No matter what reforms government promises, planning remains a complicated, time consuming and costly business.
A Canberra property consulting start-up wants to take the pain out of submitting development applications and help speed up the delivery of new housing in the process, with the first AI agent built exclusively for the ACT’s planning system.
Urban Intelligence has developed Daaisy – Development Assessment Artificial Intelligence System – to cut through the complexity that slows development approvals, giving planners, developers and property professionals instant answers, grounded in the ACT Government’s planning rules and technical regulations.
It says talking to Daaisy would be like talking to a planner.
Urban Intelligences uses the power of the large language models such as ChatGPT and Gemini but its AI products like Daaisy are specific to the ACT.
Director strategy and analytics Adrian Makeham-Kirchner said that while general purpose models such as ChatGPT would provide answers that could be wrong, Daaisy relied only on the ACT Government documents for dealing with the statutory planning system and the Urban Intelligence’s proprietary geospatial data set.
“It only talks to that [ACT] body of knowledge that we’ve given it permission to engage with,” he said.
“It gives you a chance to query information specific to what you need in the planning space without having to worry about some of the hallucinations and junk that you get from the bigger models.”
This allows users to get down into the planning weeds and ask specific questions about individual blocks not just general information.
It will even provide a reference for the answer at the end of the query, saying which document – government guidance notes, legislation, district strategies, policies or technical specifications – it sourced.
Urban Intelligence has also captured all the information in the government’s mapping service, ACTmpi, and integrated it into its body of knowledge, which givers users access to the characteristics of the geospatial database, something other AI products cannot do.
A technology called Retrieval Augmented Generation also contextualises what would otherwise be a massive pile of data.

— What to work on —
Continue the article about Daaisy, the AI agent for the ACT planning system, starting right after its last sentence. The records come from a separate source with no connection to this article.

— Provided records —
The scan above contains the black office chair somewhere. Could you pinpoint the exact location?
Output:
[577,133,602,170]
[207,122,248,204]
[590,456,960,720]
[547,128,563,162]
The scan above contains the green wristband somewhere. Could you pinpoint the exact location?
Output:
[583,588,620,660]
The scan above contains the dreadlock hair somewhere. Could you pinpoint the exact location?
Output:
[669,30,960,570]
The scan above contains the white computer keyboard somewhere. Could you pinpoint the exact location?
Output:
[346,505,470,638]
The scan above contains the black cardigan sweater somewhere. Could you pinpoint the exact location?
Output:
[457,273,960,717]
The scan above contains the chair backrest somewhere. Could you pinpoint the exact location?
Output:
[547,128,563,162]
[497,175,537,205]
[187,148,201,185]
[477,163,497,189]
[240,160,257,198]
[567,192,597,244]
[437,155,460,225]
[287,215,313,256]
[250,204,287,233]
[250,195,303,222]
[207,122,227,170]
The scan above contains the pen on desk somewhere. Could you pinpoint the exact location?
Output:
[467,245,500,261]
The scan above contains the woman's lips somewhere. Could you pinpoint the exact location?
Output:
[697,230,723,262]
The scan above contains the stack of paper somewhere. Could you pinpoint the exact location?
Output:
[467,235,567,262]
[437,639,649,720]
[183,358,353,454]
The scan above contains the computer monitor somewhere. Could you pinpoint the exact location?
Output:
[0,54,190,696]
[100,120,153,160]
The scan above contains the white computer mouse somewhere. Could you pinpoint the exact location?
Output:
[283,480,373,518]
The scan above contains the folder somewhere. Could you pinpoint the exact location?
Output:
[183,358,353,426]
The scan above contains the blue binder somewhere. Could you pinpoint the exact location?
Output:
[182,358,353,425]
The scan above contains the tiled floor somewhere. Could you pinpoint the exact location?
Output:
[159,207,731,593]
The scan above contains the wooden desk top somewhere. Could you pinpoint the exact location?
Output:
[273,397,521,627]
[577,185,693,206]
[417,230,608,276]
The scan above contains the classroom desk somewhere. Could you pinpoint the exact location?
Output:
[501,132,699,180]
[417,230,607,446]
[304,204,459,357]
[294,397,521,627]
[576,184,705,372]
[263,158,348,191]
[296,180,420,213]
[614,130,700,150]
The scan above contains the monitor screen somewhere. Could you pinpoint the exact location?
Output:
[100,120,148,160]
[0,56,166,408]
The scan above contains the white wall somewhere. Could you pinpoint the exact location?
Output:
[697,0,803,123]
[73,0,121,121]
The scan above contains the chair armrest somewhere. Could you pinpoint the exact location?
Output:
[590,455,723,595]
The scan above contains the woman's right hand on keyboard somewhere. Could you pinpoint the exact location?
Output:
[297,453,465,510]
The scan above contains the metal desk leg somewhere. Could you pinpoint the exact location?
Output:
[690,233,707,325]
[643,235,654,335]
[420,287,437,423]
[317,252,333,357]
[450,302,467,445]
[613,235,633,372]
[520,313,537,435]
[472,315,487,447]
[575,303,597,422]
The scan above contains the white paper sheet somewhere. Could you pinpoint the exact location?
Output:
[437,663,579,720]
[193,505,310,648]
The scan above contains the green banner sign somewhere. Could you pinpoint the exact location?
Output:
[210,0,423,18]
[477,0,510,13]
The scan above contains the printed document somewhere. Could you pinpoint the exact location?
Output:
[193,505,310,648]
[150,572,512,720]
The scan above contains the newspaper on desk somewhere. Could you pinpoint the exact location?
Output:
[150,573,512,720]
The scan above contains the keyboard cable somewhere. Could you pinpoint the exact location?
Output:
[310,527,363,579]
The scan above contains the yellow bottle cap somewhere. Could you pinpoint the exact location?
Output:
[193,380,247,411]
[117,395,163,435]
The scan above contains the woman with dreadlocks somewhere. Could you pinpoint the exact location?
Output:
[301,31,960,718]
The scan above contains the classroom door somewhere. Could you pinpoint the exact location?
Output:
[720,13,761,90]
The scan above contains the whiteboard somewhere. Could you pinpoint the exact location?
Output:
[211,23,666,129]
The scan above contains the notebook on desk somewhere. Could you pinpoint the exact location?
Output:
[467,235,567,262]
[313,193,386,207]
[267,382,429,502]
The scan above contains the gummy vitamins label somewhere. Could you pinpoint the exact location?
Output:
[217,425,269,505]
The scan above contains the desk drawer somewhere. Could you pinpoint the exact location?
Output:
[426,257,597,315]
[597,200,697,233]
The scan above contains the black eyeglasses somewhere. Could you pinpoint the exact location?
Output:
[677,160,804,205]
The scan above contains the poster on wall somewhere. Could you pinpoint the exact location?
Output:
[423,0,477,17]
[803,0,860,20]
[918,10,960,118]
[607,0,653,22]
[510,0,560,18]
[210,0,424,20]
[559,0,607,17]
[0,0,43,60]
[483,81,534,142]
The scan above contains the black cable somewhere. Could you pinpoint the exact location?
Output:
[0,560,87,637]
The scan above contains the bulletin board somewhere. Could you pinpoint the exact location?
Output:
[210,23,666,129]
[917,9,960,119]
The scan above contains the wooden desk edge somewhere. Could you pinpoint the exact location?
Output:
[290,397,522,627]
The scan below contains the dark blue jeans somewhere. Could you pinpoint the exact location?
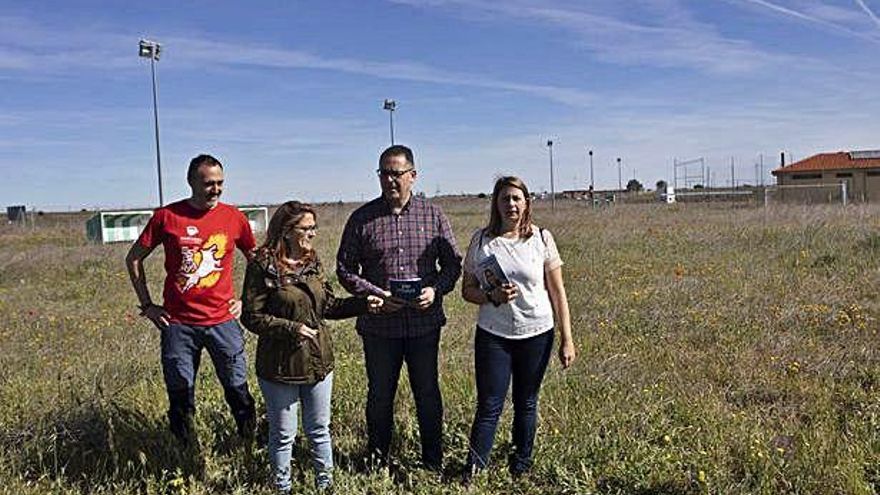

— Answer to this task —
“It links the answer to the context of the question rather than just to the most likely word,” Mr Makeham-Kirchner said
“RAG allows for the large language models to ask is this in the context of a site question, is it in the context of a policy question, is it in the context of a rule and then it’ll give you the answer based on that context.”
Daaisy is now public and available to try for free as it continually updates every fortnight on a three-month course to a fully commercial launch.
It will be one of three platforms Urban Intelligence hopes to have tested and ready. The others are DA Assist for submitting development applications and a mapping service, Site Scout.
There has been interest from both the private and government sector but also some fear that these tools could take over from statutory planning processes.
Mr Makeham-Kirchner believes it won’t come to that but it could relieve planners and applicants of the more boring and perfunctory aspects of the process.
“I don’t think there’s any chance of ever replacing planners,” said. “Planning is just too complex but it would hopefully free up time and energy for more constructive relationships between planners and people submitting their DAs.”
One area where it could be particularly useful is expediting the smaller-scaled, less complicated but much-needed Missing Middle development.
Eventually the company wants to develop a national body of planning knowledge that could be localised depending on where one lived.
A national model would have a drop down in the interface for a particular state and then local government area.
“It’s not different to what we’re doing here, it’s just there are eight different planning systems, with 500 odd different sub-planning systems, and that the additional complexity outside of the ACT,” Mr Makeham-Kirchner said.
Mr Makeham-Kirchner joined ACT government officials and industry specialists at recent AI event hosted by the Property Council.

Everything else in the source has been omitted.